Prevention is Key to Happy and Healthy Skin
By Tola Oyesanya, MD
One in five Americans will be diagnosed with skin cancer, or melanoma, by the age of 70, making melanoma the most common cancer in the US. With warmer weather approaching and COVID-19 restrictions lifting, many of us can’t wait to enjoy outdoor events like the upcoming Preakness or head to the ocean for a weekend away. While spending time outdoors has health benefits, spending any time under the sun’s powerful UV rays without proper protection can damage your skin and increase your risk of developing skin cancer. Before you venture outdoors, consider these five facts about skin health and sun safety.
Skin cancer is the most common cancer in the U.S.
About 20% of Americans will be diagnosed with skin cancer by age 70, regardless of skin tone; however, some people are at greater risk. Risk factors include family or personal history, lighter skin, older age, and having more than 50 moles. Melanoma is 20 times more common in white people than in people of color.
Protecting your skin from the sun is your best protection:
Make sure you keep your skin safe by avoiding midday sun when the UV rays are strongest. When outdoors, stay in the shade, wear sunglasses, don a hat, and apply a broad-spectrum sunscreen with at least 30 SPF on all exposed skin. I recommend applying one ounce of sunscreen at a time and reapplying every two hours.
Explore your sunscreen options:
There are two types of sunscreen: chemical and mineral. Chemical sunscreens use avobenzone and oxybenzone to absorb the sun rays. Mineral sunscreens use zinc oxide and titanium dioxide as a protective layer on the skin to deflect the sun rays – the best way to protect yourself. For patients with sensitive skin and babies six months and older, I recommend mineral sunscreens, which are hypoallergenic. Newer options have a tint that blends well with darker skin tones. For those who wear makeup with SPF such as foundation, I recommend applying facial sunscreen with at least 30 SPF in addition to your makeup.
Early detection is key.

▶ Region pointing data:

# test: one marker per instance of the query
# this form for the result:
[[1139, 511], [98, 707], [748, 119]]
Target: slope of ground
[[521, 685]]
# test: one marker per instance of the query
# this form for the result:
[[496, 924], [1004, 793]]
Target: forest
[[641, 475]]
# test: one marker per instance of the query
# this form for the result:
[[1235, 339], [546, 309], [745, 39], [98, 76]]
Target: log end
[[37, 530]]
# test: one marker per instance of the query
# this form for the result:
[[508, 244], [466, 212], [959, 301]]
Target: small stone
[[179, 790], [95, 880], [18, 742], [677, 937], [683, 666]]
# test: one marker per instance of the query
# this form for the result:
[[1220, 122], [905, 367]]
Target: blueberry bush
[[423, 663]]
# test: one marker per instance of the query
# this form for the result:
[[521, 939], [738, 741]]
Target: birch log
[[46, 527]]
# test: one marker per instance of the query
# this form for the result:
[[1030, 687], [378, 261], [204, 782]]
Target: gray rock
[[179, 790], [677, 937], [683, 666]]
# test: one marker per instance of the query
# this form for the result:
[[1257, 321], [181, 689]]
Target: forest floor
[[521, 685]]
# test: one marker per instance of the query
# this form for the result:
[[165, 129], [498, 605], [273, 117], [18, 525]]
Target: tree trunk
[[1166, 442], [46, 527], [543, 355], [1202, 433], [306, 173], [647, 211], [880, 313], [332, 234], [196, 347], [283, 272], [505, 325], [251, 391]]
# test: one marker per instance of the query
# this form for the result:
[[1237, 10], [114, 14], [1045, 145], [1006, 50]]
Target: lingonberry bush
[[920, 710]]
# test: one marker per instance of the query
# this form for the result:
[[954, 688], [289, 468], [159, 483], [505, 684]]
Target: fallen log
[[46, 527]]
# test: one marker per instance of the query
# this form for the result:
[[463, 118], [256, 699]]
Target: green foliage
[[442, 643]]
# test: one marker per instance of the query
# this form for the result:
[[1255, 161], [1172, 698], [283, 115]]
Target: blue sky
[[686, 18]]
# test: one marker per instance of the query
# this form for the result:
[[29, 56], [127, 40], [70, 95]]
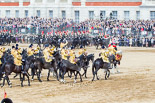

▶ EXERCISE REQUIREMENTS: Translate this sentence from the sun safety article into Spanish: "Make sure you keep your skin safe by avoiding midday sun when the UV rays are strongest."

▶ ANSWER BELOW: Asegúrese de mantener su piel a salvo evitando el sol del mediodía, cuando los rayos UV son más fuertes.